Exercise — As a numbered list with blank lines omitted, output only the lines below starting at the line that contains "of the window" and ending at the last line, both included.

Records provided —
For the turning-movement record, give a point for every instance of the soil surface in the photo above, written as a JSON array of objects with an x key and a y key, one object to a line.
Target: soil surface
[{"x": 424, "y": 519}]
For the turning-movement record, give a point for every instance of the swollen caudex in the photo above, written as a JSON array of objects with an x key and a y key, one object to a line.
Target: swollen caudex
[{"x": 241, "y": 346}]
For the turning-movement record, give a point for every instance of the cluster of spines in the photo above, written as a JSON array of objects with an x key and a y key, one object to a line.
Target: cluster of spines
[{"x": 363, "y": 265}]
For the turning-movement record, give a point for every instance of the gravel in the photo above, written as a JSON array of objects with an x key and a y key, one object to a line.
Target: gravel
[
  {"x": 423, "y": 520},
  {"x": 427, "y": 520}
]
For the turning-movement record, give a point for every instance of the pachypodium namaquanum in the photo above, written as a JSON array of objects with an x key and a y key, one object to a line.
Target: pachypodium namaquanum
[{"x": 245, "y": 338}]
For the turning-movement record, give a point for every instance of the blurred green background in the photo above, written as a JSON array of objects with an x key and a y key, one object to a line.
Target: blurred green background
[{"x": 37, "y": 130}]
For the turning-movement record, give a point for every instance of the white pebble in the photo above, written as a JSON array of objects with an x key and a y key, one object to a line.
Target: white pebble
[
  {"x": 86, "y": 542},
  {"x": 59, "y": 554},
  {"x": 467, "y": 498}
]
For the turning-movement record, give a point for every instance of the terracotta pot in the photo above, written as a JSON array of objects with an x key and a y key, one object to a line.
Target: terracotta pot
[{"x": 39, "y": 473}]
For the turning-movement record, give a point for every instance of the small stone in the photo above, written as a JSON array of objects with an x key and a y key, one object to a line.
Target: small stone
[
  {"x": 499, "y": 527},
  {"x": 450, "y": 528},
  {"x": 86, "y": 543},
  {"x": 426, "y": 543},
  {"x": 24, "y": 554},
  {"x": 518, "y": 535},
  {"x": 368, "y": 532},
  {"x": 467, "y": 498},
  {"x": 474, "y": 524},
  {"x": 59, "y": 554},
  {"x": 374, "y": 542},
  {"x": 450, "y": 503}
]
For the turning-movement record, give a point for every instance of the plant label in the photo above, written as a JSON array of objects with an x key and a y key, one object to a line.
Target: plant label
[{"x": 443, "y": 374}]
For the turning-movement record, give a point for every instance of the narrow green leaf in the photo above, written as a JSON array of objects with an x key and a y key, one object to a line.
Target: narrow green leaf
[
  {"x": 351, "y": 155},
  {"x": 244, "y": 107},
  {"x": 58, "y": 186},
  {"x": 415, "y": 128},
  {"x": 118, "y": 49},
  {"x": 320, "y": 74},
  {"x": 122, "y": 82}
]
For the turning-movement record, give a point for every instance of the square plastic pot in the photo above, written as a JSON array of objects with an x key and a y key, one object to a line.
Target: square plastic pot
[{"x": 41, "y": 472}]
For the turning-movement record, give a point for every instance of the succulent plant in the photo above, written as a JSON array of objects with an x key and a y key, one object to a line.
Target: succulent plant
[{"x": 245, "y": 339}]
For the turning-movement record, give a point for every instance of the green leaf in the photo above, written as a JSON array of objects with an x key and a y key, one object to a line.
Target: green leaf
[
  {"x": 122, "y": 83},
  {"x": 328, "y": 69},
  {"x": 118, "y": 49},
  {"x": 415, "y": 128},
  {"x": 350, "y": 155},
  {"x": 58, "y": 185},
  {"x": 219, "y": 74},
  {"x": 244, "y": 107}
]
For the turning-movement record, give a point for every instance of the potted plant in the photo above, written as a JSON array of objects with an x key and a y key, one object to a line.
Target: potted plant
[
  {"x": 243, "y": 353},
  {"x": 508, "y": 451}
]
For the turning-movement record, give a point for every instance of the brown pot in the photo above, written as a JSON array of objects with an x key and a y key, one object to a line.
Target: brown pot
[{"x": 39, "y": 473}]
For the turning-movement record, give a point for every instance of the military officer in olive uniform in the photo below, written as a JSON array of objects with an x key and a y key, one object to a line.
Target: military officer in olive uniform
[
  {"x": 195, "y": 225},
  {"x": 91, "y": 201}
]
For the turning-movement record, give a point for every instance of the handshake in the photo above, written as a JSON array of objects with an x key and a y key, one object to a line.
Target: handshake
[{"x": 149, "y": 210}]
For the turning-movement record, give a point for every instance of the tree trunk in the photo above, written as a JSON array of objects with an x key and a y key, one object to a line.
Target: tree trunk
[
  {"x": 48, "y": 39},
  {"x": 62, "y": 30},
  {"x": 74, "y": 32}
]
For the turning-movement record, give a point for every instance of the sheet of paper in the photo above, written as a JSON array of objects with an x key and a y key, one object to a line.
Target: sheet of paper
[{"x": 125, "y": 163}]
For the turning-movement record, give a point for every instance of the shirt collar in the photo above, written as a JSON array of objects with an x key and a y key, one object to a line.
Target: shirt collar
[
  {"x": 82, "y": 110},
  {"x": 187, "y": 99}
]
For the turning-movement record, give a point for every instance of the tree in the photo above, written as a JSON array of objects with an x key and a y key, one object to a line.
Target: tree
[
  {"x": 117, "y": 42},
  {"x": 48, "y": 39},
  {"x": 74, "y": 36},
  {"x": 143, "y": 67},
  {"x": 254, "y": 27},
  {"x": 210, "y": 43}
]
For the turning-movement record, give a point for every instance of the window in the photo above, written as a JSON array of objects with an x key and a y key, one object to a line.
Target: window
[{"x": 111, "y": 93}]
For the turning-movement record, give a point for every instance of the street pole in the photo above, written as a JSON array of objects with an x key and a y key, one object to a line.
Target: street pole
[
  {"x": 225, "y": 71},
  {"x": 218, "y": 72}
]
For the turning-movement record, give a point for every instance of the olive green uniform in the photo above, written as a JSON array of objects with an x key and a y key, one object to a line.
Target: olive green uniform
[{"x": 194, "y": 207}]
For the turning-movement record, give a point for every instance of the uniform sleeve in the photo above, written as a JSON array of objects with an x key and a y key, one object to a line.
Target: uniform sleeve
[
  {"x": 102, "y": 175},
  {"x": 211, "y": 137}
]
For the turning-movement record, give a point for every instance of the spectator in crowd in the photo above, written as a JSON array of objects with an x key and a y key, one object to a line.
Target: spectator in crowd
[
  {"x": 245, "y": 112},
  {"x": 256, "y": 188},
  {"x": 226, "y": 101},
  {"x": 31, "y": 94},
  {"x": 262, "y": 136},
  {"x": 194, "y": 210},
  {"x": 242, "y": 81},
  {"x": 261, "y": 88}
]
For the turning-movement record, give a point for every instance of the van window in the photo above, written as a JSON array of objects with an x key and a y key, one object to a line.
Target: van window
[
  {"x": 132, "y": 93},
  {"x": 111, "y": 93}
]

Exercise result —
1. For the turning-movement record, give a point for every instance of the window in the photo above, written as a JSON array of objects with an x key and a y key, one object to a line.
2. Target: window
3. [{"x": 111, "y": 93}]
4. For the turning-movement record, give a point for every instance of the street pole in the photo above, written as a JSON array of objects with an x key and a y key, one object to a line.
5. Target: street pole
6. [
7.   {"x": 225, "y": 71},
8.   {"x": 218, "y": 72}
9. ]
10. For the turning-movement record, give a point for every instance of the olive green uniform in the photo above, written as a JSON array of objects with an x key and a y key, one object to a line.
11. Target: olive green uniform
12. [{"x": 194, "y": 207}]
13. For the turning-movement record, give a point for every instance of the uniform sleeve in the photo above, written as a JSON array of objects with an x key and a y key, one object to a line.
14. Target: uniform sleeve
15. [
16.   {"x": 102, "y": 175},
17.   {"x": 211, "y": 137}
18. ]
19. For the turning-movement record, give a point for every instance of the spectator in crowd in the photo above, written as a JSON array of objects with an x key and a y key, one object to a line.
20. Target: spectator in crowd
21. [
22.   {"x": 245, "y": 112},
23.   {"x": 256, "y": 188},
24.   {"x": 226, "y": 101},
25.   {"x": 31, "y": 94},
26.   {"x": 262, "y": 136},
27.   {"x": 194, "y": 210},
28.   {"x": 242, "y": 81},
29.   {"x": 261, "y": 88}
30. ]
31. For the turning-movement record, give a point for every instance of the van window in the photo above, written as a JSON array of objects with an x key and a y key, one object to a line.
32. Target: van window
33. [
34.   {"x": 132, "y": 93},
35.   {"x": 111, "y": 93}
36. ]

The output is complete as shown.